PERSYARATAN A - Dalam berita tentang Sidang Umum PBB, siapa yang memimpin delegasi Indonesia?

Penampilan Trump di PBB Jadi Sorotan
NEW YORK, KOMPAS — Pidato Presiden Amerika Serikat Donald Trump dalam Sidang Umum Perserikatan Bangsa-Bangsa di New York, AS, Selasa (19/9) ini, akan menjadi sorotan. Isu pengungsi Myanmar, rudal Korea Utara, dan kesepakatan nuklir Iran diprediksi mengemuka dalam sidang.
Sebanyak 193 kepala negara, kepala pemerintahan, atau yang mewakili sudah tiba di New York menghadiri sidang tahunan. Delegasi Indonesia dipimpin Wakil Presiden Jusuf Kalla, yang tiba di New York hari Minggu malam. Wartawan Kompas, Andy Riza Hidayat dan Mh Samsul Hadi, dari New York melaporkan, Kalla dan delegasi Indonesia juga membawa misi menggalang dukungan agar Indonesia menjadi anggota tidak tetap Dewan Keamanan PBB.
Sidang Umum PBB kali ini berlangsung dalam situasi yang berbeda dari sebelumnya. Dunia dihadapkan pada sejumlah persoalan serius, di antaranya konflik Semenanjung Korea dan krisis kemanusiaan di Myanmar. Negara-negara juga ingin melihat lebih jauh komitmen Trump ikut mengatasi masalah dunia. "Dunia juga menunggu apakah Presiden Trump akan memaparkan materi kampanye di sidang umum kali ini atau tidak," kata Kalla.

MASUKAN -
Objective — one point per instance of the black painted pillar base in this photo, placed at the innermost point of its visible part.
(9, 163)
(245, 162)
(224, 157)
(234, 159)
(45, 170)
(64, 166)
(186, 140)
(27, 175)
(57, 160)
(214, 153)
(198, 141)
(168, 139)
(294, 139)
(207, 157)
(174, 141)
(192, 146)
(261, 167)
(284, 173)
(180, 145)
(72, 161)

PERSYARATAN B - Pilih setiap baris daftar yang memuat kata "pillar", lalu salin baris itu.

HASIL LATIHAN A - Wakil Presiden Jusuf Kalla.

HASIL LATIHAN B -
Objective — one point per instance of the black painted pillar base in this photo, placed at the innermost point of its visible part.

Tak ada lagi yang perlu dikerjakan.